* BEGIN *
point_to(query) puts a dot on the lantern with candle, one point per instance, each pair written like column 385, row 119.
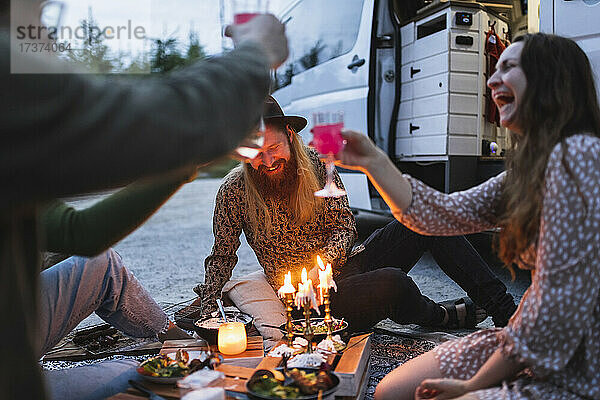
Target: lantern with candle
column 286, row 292
column 325, row 283
column 232, row 338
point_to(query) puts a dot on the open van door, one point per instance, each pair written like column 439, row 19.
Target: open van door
column 328, row 69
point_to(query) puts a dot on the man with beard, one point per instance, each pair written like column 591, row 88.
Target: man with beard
column 271, row 199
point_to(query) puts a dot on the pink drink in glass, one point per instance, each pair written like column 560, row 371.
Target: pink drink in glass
column 242, row 18
column 327, row 138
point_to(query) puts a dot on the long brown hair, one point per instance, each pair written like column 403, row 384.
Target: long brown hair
column 559, row 101
column 302, row 201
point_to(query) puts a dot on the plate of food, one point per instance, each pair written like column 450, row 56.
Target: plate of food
column 301, row 384
column 318, row 326
column 169, row 368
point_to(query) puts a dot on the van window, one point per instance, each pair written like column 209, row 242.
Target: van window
column 318, row 31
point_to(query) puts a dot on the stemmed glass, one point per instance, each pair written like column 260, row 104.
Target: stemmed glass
column 243, row 11
column 328, row 141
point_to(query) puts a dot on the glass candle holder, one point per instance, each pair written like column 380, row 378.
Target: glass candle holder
column 232, row 338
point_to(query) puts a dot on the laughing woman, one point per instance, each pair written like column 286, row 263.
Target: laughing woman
column 547, row 205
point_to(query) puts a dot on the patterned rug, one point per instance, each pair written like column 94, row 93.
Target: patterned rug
column 388, row 351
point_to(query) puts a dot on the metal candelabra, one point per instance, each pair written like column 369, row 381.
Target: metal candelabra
column 308, row 332
column 328, row 320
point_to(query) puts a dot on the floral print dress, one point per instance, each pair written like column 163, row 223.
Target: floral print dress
column 556, row 329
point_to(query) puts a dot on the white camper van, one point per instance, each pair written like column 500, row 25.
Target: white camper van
column 412, row 75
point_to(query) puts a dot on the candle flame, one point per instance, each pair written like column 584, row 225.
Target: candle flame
column 320, row 262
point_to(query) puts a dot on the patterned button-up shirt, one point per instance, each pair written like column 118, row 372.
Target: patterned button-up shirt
column 288, row 247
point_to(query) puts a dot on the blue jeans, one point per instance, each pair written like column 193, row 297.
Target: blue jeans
column 70, row 291
column 374, row 284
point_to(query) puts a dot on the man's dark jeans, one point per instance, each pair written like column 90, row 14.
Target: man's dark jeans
column 374, row 284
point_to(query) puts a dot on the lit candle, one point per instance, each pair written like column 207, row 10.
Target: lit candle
column 306, row 294
column 232, row 338
column 287, row 287
column 325, row 278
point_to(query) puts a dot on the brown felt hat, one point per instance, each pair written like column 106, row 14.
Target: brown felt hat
column 272, row 111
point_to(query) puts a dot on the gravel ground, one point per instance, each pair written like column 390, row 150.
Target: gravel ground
column 167, row 252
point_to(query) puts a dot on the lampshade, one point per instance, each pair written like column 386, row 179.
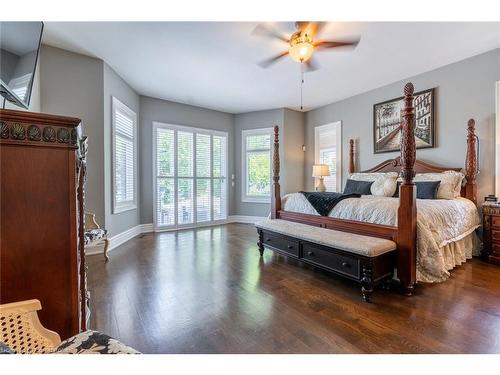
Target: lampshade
* END *
* WHAT YOU NEED TO DO *
Give again the rows from the line containing "point_to(query) puts a dot on the plate" through the line containing "column 169, row 368", inclusive, substituting "bowl of soup" for "plate of food" and leaving everything else unchanged.

* CORRECT ANSWER *
point_to(query) puts a dot on the bowl of soup, one point per instance, each pair written like column 450, row 56.
Target: bowl of soup
column 301, row 384
column 318, row 326
column 169, row 368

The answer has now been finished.